> **What to do**
A – Reproduce, word for word, the stretch of the lettuce-peeling robot article from "The creation by" through "field of vision.".
B – In the article on the lettuce-peeling robot, why does Luca Scimeca describe lettuce leaf peeling as an interesting robotics problem from an engineering perspective?

> **Document extract**
▼▼▼

The AHDB has unveiled a new lettuce leaf-peeling robot developed by PhD students at Cambridge University.
AHDB student Luca Scimeca was part of a team at Cambridge University helping build a specialist bot that can tear away the outer leaves of lettuce crops, normally performed manually.
But with seasonal labour in short supply, British horticulture is increasingly looking to artificial intelligence and robotics to solve a serious skills gap.
Scimeca’s new robot is currently capable of achieving full leaf removal 50 per cent of the time, with the process taking an average of 27 seconds to complete.
The creation by the team, led by Dr Fumiya Iida, lecturer in Mechatronics, of a 3D-printed circular nozzle, mounted on the end of a robotic arm and tested with a suction system, acts as the single vacuum suction point. It is designed to grab a leaf and remove it from the main body of the lettuce using a tearing action, without causing damage to the produce.
Crucial to the accuracy of the leaf tearing is the use of computer vision to locate and determine the positioning of the lettuce. It does this by first detecting the lettuce stem with the aid of a 2D web camera placed directly above and within the assumed field of vision.
Luca Scimeca, from the Biologically Inspired Robotics Laboratory (BIRL), and funded through the AHDB studentship scheme, said: “Lettuce leaf peeling is an interesting robotics problem from an engineering perspective because the leaves are soft, they tear easily and the shape of the lettuce is never a given.”
“The computer vision we have developed, which lies at the heart of our lettuce peeling robot, can be applied to many other crops, such as cauliflower, where similar information would be required for the post-processing of the produce.”

▲▲▲

> **Entries shown**
▼▼▼

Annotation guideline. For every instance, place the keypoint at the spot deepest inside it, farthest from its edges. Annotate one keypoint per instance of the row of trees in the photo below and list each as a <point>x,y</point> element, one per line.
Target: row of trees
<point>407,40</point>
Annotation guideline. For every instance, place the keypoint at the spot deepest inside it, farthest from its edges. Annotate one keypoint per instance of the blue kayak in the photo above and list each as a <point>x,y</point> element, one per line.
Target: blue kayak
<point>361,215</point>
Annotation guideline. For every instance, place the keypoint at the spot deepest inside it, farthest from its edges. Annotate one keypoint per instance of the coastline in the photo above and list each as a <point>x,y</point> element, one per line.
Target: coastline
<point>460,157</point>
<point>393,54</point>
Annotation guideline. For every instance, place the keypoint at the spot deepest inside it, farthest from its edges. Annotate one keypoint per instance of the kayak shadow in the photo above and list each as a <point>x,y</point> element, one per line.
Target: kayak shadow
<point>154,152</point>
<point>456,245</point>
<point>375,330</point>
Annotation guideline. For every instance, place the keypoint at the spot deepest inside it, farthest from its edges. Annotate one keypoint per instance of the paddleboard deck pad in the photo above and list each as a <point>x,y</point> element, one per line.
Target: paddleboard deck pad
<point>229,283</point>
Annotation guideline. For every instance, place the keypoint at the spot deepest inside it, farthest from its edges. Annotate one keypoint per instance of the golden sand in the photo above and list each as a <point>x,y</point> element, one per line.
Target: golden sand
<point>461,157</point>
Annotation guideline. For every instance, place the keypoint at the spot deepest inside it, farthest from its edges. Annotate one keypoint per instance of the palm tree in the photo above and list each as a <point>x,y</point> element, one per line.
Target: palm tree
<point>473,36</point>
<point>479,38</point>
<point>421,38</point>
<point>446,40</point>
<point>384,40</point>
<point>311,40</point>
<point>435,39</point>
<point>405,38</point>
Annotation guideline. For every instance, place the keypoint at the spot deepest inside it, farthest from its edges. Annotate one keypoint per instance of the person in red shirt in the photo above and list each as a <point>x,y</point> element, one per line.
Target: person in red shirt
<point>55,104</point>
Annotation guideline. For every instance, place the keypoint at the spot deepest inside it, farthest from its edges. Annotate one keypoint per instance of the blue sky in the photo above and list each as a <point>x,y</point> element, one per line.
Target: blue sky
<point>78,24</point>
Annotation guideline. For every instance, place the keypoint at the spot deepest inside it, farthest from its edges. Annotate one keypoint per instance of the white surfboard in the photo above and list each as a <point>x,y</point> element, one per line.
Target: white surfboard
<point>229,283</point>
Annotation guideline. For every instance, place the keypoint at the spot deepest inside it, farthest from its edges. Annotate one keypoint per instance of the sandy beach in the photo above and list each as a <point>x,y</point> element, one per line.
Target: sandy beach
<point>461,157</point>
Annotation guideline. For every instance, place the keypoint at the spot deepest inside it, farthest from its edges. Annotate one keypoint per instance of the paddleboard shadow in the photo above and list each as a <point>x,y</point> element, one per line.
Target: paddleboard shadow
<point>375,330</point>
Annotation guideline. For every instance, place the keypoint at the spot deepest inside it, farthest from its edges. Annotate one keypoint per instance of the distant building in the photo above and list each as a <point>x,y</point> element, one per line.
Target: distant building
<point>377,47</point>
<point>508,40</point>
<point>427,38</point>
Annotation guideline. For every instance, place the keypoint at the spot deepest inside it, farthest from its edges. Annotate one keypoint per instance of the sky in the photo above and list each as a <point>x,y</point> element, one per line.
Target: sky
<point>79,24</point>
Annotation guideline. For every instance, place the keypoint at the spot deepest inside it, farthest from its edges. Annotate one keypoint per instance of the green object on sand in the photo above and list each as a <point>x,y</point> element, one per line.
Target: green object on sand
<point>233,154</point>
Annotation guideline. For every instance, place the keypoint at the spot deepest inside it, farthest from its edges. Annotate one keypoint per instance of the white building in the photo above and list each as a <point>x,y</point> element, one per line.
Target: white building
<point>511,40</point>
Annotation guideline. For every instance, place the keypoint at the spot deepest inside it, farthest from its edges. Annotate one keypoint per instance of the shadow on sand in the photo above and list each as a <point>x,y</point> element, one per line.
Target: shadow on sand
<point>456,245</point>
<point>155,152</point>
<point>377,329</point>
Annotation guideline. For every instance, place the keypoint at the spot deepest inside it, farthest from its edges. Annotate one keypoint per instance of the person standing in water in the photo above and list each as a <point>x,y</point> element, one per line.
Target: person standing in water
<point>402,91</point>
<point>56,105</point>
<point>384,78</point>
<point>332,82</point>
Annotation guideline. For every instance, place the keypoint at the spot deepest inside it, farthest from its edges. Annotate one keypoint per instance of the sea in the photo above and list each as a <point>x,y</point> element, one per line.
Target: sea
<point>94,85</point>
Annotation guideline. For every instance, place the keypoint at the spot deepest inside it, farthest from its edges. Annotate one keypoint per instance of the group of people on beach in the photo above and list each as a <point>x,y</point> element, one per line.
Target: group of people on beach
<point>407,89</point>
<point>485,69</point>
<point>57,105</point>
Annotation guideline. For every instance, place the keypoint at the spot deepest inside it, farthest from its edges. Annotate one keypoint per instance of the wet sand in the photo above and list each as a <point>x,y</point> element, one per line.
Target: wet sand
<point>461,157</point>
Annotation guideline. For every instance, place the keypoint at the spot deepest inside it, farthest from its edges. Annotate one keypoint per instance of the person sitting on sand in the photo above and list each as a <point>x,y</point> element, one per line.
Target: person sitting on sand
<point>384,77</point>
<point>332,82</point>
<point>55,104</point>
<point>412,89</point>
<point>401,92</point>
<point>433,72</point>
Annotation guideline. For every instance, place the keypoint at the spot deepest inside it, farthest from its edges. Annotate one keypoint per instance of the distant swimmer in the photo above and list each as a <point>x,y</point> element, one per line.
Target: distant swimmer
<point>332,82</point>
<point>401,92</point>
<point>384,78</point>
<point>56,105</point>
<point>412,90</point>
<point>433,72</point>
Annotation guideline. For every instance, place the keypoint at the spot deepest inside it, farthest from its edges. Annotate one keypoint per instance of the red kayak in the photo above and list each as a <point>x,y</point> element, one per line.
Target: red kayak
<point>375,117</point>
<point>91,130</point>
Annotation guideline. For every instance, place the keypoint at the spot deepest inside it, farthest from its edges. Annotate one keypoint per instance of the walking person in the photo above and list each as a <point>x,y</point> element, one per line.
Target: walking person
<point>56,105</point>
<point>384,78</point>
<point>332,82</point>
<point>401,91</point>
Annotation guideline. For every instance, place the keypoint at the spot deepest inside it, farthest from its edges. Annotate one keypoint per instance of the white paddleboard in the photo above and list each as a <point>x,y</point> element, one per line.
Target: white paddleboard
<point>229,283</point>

▲▲▲

> **Expected outputs**
A –
The creation by the team, led by Dr Fumiya Iida, lecturer in Mechatronics, of a 3D-printed circular nozzle, mounted on the end of a robotic arm and tested with a suction system, acts as the single vacuum suction point. It is designed to grab a leaf and remove it from the main body of the lettuce using a tearing action, without causing damage to the produce.
Crucial to the accuracy of the leaf tearing is the use of computer vision to locate and determine the positioning of the lettuce. It does this by first detecting the lettuce stem with the aid of a 2D web camera placed directly above and within the assumed field of vision.

B – He considers it interesting because lettuce leaves are soft and tear easily, and the shape of the lettuce is never a given.